WHAT IS NEEDED:
Whenever a line in this data holds the word "shrub", report that line in full.

┄┄┄┄┄┄┄┄┄┄┄┄┄┄┄┄┄┄┄┄

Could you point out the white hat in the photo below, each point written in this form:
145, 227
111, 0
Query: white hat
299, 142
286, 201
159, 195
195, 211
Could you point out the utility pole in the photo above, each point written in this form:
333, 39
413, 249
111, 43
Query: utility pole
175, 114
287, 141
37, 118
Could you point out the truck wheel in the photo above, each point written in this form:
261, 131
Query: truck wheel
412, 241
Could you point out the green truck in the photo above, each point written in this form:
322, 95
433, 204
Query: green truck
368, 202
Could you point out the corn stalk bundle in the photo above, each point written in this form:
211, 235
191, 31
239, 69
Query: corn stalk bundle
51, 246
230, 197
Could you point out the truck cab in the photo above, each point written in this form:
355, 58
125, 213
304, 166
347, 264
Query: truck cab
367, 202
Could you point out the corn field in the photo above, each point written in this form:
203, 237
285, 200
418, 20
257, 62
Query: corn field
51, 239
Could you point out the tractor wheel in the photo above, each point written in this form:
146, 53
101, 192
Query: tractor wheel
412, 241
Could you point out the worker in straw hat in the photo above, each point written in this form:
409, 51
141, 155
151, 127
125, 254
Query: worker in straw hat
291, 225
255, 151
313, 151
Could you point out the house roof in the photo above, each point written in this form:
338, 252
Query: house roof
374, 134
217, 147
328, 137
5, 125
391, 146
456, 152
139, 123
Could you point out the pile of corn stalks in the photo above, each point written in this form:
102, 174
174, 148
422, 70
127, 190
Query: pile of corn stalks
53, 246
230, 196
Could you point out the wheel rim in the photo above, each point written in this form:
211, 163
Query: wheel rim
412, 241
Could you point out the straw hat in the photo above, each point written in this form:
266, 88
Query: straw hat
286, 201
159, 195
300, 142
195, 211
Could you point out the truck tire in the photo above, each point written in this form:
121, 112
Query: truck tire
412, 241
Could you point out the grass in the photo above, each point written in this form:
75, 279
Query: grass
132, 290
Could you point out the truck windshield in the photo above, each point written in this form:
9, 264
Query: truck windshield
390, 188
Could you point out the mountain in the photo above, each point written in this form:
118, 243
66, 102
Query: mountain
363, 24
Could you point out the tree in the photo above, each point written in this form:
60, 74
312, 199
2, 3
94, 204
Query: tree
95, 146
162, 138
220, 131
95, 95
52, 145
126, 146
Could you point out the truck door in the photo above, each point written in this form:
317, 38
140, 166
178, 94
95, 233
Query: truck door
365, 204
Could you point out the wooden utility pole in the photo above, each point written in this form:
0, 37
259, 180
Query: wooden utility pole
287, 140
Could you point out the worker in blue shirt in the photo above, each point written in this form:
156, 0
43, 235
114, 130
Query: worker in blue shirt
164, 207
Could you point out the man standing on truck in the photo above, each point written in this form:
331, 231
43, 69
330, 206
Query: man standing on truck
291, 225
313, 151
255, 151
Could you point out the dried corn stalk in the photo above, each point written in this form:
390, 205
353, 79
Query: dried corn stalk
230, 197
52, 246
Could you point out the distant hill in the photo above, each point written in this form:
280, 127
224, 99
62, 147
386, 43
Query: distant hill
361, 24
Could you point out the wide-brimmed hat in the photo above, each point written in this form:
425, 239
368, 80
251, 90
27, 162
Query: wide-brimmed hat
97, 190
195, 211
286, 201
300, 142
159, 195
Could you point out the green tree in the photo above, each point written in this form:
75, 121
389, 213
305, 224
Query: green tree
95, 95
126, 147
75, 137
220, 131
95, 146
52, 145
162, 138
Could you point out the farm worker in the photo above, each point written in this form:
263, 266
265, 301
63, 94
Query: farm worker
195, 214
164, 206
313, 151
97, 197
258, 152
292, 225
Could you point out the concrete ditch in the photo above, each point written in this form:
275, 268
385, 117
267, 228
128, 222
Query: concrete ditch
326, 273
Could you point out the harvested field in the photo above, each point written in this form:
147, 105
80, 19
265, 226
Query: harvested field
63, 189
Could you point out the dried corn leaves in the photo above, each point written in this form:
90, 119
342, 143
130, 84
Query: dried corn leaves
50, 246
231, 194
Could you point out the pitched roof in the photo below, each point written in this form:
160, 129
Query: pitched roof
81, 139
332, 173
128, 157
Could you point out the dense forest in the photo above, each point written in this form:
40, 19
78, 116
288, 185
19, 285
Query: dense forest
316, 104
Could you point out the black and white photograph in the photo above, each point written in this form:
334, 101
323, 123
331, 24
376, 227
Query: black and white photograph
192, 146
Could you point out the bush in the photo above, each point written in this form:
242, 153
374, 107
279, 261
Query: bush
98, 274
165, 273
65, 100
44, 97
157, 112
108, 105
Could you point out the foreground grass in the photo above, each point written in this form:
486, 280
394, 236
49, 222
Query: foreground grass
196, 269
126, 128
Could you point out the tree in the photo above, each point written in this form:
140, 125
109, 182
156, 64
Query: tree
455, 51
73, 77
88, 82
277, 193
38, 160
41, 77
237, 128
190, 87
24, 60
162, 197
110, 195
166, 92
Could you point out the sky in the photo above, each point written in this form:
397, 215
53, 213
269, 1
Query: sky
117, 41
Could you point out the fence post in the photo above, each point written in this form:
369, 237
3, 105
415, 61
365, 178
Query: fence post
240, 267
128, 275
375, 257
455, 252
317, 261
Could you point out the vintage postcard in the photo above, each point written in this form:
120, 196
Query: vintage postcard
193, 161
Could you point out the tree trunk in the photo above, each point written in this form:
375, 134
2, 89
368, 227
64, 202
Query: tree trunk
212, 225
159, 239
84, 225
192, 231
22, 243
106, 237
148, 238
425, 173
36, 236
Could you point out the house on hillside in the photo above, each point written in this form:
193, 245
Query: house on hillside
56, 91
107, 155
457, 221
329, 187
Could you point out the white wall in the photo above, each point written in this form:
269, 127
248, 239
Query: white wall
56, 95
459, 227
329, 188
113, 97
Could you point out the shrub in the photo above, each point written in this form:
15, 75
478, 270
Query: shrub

┄┄┄┄┄┄┄┄┄┄┄┄┄┄┄┄┄┄┄┄

SOLUTION:
Could you point out the shrub in the photo above, each point written in this form:
Query: shrub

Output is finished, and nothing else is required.